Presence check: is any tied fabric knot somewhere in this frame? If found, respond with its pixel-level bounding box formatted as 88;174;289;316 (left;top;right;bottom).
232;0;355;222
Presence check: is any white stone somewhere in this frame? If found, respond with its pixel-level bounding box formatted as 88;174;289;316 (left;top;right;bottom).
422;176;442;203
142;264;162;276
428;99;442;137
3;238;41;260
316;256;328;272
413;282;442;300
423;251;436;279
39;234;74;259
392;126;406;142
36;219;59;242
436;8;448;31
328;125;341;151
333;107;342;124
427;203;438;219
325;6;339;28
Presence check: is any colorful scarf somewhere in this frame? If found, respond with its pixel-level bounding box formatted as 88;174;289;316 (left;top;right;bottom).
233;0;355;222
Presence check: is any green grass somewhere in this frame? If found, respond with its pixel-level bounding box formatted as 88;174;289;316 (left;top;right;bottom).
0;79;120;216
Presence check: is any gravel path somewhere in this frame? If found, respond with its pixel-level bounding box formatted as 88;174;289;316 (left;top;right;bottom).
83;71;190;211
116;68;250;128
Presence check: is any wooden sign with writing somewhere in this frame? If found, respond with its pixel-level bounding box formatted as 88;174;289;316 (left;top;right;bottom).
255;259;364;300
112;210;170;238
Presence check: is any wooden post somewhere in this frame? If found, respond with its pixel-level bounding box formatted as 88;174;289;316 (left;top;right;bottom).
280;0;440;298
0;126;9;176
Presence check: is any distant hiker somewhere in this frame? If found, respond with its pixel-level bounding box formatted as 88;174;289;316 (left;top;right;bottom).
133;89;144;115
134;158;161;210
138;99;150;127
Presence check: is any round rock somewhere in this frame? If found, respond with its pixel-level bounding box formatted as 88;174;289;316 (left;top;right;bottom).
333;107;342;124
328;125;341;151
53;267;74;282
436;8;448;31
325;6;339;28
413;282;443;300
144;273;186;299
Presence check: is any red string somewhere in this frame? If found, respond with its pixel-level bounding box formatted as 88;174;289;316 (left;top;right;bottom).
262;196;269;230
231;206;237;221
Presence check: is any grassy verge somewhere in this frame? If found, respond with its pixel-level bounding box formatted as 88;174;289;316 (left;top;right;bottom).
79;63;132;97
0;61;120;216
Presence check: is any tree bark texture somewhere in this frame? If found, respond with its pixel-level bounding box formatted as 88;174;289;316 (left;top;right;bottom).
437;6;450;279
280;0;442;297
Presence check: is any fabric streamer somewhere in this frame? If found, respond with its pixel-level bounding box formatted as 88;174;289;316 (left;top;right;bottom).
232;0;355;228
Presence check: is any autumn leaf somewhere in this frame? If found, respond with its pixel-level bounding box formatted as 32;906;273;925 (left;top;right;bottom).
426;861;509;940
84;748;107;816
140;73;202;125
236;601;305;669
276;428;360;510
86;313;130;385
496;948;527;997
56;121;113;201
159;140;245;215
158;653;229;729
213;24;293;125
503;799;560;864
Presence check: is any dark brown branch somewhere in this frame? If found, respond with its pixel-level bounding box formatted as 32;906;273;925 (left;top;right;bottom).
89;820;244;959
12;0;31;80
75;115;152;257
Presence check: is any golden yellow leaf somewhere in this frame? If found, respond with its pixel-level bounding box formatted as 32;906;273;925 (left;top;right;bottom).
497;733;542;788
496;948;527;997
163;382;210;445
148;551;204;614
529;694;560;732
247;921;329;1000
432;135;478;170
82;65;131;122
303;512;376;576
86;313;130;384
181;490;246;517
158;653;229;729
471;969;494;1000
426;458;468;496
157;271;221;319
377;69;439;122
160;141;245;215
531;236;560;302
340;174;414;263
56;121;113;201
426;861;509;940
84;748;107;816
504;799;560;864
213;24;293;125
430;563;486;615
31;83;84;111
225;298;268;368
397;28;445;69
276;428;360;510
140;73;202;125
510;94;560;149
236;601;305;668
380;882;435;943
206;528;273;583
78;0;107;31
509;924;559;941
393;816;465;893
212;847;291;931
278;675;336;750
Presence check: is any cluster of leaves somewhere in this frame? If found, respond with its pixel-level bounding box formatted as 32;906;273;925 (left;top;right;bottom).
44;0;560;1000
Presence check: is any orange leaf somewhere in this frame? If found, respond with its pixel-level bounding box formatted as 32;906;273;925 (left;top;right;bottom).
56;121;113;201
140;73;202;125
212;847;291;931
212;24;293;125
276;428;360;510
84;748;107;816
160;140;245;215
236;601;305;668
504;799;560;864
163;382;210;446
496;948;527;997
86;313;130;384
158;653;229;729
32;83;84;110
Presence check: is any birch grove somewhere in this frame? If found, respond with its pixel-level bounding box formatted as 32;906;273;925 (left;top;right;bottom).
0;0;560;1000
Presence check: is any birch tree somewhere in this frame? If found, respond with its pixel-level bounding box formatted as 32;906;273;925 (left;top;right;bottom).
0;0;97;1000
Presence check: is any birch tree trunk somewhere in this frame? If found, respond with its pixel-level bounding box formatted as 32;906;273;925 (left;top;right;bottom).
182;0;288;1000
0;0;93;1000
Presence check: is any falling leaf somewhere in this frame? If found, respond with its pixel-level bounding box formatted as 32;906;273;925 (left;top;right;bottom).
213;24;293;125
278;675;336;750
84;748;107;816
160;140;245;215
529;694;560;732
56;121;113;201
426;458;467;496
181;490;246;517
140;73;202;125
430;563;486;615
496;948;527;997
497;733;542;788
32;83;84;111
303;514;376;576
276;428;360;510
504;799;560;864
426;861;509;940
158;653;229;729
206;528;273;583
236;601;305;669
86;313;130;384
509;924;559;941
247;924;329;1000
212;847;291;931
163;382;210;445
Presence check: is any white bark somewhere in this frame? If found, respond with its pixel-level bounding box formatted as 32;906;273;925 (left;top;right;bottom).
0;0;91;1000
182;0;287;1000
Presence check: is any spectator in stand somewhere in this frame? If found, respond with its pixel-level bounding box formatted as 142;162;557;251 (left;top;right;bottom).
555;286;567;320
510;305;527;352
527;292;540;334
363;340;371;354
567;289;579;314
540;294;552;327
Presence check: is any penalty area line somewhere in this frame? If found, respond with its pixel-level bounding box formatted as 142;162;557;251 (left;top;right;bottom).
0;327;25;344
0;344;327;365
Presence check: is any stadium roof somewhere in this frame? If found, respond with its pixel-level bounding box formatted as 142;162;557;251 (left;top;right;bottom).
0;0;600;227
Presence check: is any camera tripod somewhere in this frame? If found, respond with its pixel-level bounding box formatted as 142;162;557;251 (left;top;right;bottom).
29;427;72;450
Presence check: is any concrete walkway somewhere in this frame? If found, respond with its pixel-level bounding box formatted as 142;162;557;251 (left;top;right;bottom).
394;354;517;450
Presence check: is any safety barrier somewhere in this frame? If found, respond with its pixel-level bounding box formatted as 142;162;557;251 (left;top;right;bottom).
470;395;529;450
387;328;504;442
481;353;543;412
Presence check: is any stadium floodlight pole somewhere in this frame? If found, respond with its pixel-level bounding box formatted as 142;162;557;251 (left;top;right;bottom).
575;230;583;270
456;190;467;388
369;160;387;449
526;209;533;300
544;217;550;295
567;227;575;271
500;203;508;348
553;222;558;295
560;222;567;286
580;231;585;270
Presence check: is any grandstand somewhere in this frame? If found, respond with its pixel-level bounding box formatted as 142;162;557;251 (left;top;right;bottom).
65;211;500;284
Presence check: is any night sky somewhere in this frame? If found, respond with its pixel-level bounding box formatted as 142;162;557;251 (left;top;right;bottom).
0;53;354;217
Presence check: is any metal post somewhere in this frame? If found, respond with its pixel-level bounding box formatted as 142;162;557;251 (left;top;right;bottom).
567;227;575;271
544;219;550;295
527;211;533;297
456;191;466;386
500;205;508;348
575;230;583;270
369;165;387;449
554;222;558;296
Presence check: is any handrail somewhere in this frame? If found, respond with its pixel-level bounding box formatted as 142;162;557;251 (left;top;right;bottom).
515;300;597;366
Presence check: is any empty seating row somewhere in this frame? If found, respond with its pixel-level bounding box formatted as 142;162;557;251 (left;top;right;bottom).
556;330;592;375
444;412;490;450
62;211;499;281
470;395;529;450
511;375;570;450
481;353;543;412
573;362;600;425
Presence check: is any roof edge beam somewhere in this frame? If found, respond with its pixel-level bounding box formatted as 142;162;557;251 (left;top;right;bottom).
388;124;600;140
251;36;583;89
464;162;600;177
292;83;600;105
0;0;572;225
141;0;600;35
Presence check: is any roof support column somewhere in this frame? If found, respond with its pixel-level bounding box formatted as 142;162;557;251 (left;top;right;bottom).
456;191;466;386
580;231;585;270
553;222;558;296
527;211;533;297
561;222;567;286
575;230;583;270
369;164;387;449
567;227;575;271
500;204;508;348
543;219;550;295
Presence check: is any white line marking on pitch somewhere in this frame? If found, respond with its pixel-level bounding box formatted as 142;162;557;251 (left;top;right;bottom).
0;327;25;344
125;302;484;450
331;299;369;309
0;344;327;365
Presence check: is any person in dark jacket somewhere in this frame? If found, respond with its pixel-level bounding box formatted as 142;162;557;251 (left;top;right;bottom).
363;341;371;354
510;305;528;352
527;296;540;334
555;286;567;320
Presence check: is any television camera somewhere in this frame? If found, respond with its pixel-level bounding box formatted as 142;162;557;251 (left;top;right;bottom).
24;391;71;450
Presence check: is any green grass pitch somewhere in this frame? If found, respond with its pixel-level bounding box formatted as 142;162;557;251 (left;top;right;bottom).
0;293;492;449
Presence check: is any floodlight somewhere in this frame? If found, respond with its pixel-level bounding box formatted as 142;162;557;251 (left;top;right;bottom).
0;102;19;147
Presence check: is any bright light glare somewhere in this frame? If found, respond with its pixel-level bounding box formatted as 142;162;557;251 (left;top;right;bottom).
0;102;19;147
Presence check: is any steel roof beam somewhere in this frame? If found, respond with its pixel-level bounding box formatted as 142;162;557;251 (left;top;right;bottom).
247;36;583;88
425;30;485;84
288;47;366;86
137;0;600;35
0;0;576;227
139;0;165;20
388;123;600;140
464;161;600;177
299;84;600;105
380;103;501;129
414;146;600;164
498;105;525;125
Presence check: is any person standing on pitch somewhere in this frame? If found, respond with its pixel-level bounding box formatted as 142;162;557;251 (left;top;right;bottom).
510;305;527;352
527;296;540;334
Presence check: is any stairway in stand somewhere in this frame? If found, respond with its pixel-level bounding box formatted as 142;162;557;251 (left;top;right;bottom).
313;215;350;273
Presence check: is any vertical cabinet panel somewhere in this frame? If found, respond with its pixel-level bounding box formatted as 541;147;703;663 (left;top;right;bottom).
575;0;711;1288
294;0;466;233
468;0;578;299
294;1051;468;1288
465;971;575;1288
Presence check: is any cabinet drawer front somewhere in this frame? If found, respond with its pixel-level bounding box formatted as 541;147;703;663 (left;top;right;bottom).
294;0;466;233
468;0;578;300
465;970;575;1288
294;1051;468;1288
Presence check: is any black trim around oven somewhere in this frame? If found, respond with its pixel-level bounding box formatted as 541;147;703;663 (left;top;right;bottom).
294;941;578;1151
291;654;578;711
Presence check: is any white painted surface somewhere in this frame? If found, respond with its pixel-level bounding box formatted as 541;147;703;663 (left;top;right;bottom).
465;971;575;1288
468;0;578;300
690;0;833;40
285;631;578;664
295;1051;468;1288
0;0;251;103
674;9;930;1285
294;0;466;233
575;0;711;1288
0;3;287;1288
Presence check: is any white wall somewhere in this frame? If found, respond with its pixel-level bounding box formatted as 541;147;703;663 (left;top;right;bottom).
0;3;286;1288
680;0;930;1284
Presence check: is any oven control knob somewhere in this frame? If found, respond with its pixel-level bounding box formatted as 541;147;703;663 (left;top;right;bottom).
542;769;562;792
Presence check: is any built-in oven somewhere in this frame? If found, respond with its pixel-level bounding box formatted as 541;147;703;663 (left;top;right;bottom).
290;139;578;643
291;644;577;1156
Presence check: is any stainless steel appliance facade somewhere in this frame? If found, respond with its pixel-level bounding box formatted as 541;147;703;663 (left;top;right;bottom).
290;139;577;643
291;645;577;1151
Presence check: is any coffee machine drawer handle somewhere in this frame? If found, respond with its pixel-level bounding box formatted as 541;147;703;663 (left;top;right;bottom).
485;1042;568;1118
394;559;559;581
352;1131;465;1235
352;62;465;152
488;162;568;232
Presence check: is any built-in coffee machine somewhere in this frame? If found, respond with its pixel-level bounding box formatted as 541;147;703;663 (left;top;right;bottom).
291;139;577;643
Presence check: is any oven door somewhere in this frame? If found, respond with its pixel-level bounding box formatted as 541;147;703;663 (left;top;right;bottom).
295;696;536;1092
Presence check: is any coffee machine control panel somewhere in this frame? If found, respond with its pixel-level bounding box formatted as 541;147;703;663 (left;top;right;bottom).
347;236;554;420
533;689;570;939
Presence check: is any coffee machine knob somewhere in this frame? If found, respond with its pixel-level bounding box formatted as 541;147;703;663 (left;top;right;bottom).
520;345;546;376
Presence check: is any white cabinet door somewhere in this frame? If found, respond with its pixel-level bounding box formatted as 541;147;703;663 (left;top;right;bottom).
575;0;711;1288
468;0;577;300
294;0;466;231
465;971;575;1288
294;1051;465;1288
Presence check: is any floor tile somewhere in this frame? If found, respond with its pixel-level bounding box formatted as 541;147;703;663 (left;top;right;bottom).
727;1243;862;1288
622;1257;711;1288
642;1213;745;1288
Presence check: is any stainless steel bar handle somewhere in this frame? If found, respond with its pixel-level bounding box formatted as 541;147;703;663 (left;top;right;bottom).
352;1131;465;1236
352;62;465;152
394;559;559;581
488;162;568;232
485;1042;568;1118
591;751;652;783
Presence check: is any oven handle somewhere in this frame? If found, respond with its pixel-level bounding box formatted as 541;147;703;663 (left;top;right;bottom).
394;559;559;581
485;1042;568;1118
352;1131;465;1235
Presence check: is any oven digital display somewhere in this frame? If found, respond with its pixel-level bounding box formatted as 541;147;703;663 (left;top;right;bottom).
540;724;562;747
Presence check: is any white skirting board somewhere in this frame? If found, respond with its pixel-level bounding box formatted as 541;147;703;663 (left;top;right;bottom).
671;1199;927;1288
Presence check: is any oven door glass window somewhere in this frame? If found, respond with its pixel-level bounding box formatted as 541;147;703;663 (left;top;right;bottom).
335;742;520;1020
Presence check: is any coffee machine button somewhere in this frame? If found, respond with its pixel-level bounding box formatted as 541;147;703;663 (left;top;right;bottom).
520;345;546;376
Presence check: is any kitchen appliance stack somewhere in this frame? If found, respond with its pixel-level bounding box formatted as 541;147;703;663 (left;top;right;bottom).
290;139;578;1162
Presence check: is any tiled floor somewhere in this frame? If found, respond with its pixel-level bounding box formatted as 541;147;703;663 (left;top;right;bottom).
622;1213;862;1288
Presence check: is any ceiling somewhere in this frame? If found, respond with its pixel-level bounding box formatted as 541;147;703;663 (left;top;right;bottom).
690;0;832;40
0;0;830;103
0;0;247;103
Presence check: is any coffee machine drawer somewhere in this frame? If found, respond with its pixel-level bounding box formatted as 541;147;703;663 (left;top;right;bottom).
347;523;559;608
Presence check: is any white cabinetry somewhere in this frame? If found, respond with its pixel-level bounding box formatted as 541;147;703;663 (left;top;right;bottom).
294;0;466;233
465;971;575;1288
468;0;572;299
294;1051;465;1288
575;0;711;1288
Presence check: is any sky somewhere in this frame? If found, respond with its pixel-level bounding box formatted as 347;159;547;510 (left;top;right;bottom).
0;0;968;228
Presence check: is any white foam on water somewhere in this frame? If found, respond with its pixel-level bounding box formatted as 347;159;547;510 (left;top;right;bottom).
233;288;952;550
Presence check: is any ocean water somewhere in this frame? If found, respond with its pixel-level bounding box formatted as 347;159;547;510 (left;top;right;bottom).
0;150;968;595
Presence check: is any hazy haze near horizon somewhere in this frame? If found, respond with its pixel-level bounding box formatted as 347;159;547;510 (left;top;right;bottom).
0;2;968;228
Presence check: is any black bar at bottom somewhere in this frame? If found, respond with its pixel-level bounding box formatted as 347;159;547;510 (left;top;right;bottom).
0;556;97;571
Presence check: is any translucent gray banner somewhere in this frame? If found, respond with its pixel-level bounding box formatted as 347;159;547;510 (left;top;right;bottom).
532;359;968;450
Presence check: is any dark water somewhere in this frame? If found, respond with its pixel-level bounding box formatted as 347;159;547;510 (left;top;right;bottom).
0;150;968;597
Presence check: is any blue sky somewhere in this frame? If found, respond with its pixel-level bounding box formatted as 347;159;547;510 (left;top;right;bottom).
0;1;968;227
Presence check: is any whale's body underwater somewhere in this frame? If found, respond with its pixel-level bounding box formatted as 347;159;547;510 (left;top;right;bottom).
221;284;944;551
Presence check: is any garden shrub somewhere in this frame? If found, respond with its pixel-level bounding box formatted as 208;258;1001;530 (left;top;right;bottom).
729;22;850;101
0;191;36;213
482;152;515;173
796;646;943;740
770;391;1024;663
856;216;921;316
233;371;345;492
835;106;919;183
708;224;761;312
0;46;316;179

=====

To do :: Please set out the listing as a JSON list of strings, one string per line, starting with its first line and going on through the line containing "233;0;355;222", both included and blank lines left out.

Exercise response ::
[
  "Presence check: is any tied fabric knot somewhere in this frame? If found, respond with its pixel-level bounding box formatted as 88;174;289;316 (left;top;right;bottom).",
  "232;0;355;222",
  "Presence check: is any white stone somewhere in this frame? If found, respond with its pixel-level bounding box formatted as 88;174;289;316 (left;top;right;bottom).",
  "422;176;442;203",
  "142;264;162;276",
  "428;99;442;137",
  "3;238;41;260",
  "316;256;328;272",
  "413;282;442;300",
  "423;251;436;279",
  "39;234;74;259",
  "392;126;406;142",
  "36;219;59;242",
  "436;8;448;31",
  "328;125;341;151",
  "333;107;342;124",
  "427;203;438;219",
  "325;6;339;28",
  "Presence check: is any colorful scarf somewhere in this frame? If found, respond with its pixel-level bounding box formatted as 88;174;289;316 (left;top;right;bottom).",
  "233;0;355;222"
]